— start Records for the exercise —

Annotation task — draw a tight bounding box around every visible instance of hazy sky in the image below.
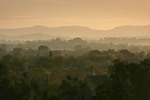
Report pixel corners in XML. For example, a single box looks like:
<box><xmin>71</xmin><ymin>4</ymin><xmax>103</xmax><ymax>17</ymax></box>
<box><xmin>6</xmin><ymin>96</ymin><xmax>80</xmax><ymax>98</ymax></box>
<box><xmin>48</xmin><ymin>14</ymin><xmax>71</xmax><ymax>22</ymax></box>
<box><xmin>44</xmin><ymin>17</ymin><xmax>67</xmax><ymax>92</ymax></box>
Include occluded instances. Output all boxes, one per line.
<box><xmin>0</xmin><ymin>0</ymin><xmax>150</xmax><ymax>29</ymax></box>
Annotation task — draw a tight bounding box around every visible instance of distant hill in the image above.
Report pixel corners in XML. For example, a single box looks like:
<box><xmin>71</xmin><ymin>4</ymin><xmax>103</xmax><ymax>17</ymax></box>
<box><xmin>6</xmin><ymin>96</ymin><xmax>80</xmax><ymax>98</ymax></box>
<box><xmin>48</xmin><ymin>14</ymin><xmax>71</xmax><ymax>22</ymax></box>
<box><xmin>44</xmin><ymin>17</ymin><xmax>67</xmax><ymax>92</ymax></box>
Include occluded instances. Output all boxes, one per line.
<box><xmin>0</xmin><ymin>25</ymin><xmax>150</xmax><ymax>39</ymax></box>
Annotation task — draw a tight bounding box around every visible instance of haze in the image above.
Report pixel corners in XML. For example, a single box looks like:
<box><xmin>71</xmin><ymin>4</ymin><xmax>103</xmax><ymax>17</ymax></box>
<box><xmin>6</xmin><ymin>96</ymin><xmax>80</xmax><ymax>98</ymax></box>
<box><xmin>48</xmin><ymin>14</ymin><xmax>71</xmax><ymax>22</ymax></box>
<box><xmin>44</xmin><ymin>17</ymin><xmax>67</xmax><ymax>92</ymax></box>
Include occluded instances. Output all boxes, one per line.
<box><xmin>0</xmin><ymin>0</ymin><xmax>150</xmax><ymax>30</ymax></box>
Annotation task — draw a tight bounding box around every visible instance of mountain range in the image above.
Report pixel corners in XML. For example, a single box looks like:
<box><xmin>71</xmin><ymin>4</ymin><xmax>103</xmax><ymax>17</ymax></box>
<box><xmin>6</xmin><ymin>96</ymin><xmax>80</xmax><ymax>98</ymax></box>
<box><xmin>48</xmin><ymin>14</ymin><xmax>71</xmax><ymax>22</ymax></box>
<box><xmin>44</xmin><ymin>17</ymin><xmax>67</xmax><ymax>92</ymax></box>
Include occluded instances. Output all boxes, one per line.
<box><xmin>0</xmin><ymin>25</ymin><xmax>150</xmax><ymax>40</ymax></box>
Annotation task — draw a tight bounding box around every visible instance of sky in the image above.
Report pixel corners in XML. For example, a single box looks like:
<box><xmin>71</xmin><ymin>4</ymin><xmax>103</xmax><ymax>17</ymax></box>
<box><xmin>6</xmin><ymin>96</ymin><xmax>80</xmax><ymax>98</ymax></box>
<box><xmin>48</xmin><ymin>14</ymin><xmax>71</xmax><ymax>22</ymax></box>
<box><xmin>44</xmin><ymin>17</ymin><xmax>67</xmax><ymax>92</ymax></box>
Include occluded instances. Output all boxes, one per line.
<box><xmin>0</xmin><ymin>0</ymin><xmax>150</xmax><ymax>30</ymax></box>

— end Records for the exercise —

Task directions
Without the pictures, transcribe the listing above exactly.

Solution
Annotation task — draw a tight bounding box around every visible instance of hazy sky in the image below.
Report pixel corners in XML. For example, a single box looks like:
<box><xmin>71</xmin><ymin>4</ymin><xmax>103</xmax><ymax>17</ymax></box>
<box><xmin>6</xmin><ymin>96</ymin><xmax>80</xmax><ymax>98</ymax></box>
<box><xmin>48</xmin><ymin>14</ymin><xmax>71</xmax><ymax>22</ymax></box>
<box><xmin>44</xmin><ymin>17</ymin><xmax>67</xmax><ymax>92</ymax></box>
Include occluded instances. Output all boxes, one per line.
<box><xmin>0</xmin><ymin>0</ymin><xmax>150</xmax><ymax>29</ymax></box>
Annotation task — draw a tight bounding box around every visible instance of distant hill in the image above.
Report pixel corners in XML. For example, a single box looks like:
<box><xmin>71</xmin><ymin>4</ymin><xmax>103</xmax><ymax>17</ymax></box>
<box><xmin>6</xmin><ymin>96</ymin><xmax>80</xmax><ymax>98</ymax></box>
<box><xmin>48</xmin><ymin>14</ymin><xmax>71</xmax><ymax>22</ymax></box>
<box><xmin>44</xmin><ymin>17</ymin><xmax>67</xmax><ymax>92</ymax></box>
Include occluded instances. Output all boxes, one per line.
<box><xmin>0</xmin><ymin>25</ymin><xmax>150</xmax><ymax>39</ymax></box>
Annotation task — draw a tight bounding box around every visible instance of haze in the image above.
Report pixel corners in XML. For example, a single box looks like:
<box><xmin>71</xmin><ymin>4</ymin><xmax>103</xmax><ymax>17</ymax></box>
<box><xmin>6</xmin><ymin>96</ymin><xmax>80</xmax><ymax>98</ymax></box>
<box><xmin>48</xmin><ymin>14</ymin><xmax>71</xmax><ymax>22</ymax></box>
<box><xmin>44</xmin><ymin>17</ymin><xmax>67</xmax><ymax>92</ymax></box>
Include occluded instances. Output all boxes, one per line.
<box><xmin>0</xmin><ymin>0</ymin><xmax>150</xmax><ymax>30</ymax></box>
Annotation task — draw a tight bounding box around every visible instance of mountain range in the image above.
Report pixel corners in XML. For example, a single box looks like:
<box><xmin>71</xmin><ymin>4</ymin><xmax>103</xmax><ymax>17</ymax></box>
<box><xmin>6</xmin><ymin>96</ymin><xmax>80</xmax><ymax>98</ymax></box>
<box><xmin>48</xmin><ymin>14</ymin><xmax>71</xmax><ymax>22</ymax></box>
<box><xmin>44</xmin><ymin>17</ymin><xmax>67</xmax><ymax>92</ymax></box>
Include occluded instances. Output all boxes, one per line.
<box><xmin>0</xmin><ymin>25</ymin><xmax>150</xmax><ymax>40</ymax></box>
Annotation task — draw a tight bounding box around every visible instance of sky in the image above.
Report pixel corners in XML. For example, a single box looks like:
<box><xmin>71</xmin><ymin>4</ymin><xmax>103</xmax><ymax>17</ymax></box>
<box><xmin>6</xmin><ymin>96</ymin><xmax>80</xmax><ymax>98</ymax></box>
<box><xmin>48</xmin><ymin>14</ymin><xmax>71</xmax><ymax>22</ymax></box>
<box><xmin>44</xmin><ymin>17</ymin><xmax>67</xmax><ymax>92</ymax></box>
Include occluded instances. Output all boxes, one per line.
<box><xmin>0</xmin><ymin>0</ymin><xmax>150</xmax><ymax>30</ymax></box>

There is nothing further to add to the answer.